(Your objective) Leaving out every picture, quote the data below exactly as it appears.

[Image point grounding data]
::::
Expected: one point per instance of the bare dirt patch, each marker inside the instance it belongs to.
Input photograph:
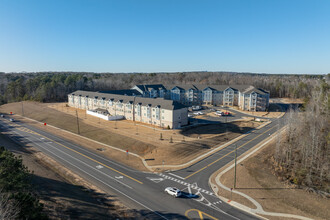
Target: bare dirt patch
(153, 143)
(255, 178)
(63, 194)
(274, 111)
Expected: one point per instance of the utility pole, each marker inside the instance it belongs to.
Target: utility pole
(77, 122)
(22, 109)
(235, 166)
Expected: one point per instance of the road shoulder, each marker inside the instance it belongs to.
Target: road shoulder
(258, 190)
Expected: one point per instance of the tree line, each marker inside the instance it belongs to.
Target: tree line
(17, 199)
(302, 154)
(54, 86)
::::
(Exercise result)
Expected: one point per instance of the bare dirt patch, each marker inside the instance it belongs to.
Input photograph:
Target: bare dirt patch
(153, 143)
(255, 178)
(63, 194)
(274, 111)
Expected: one point per instance of the utility pole, each marker inside the instance it belongs to.
Target: utility pole
(77, 122)
(22, 109)
(235, 166)
Expected: one point per instance of the road shoulder, each marker inside the instance it belongs to.
Target: road shoulder
(258, 190)
Expected: one point per instance of the tree line, each marker inside the instance it belongs to.
Target: tree line
(17, 199)
(302, 154)
(54, 86)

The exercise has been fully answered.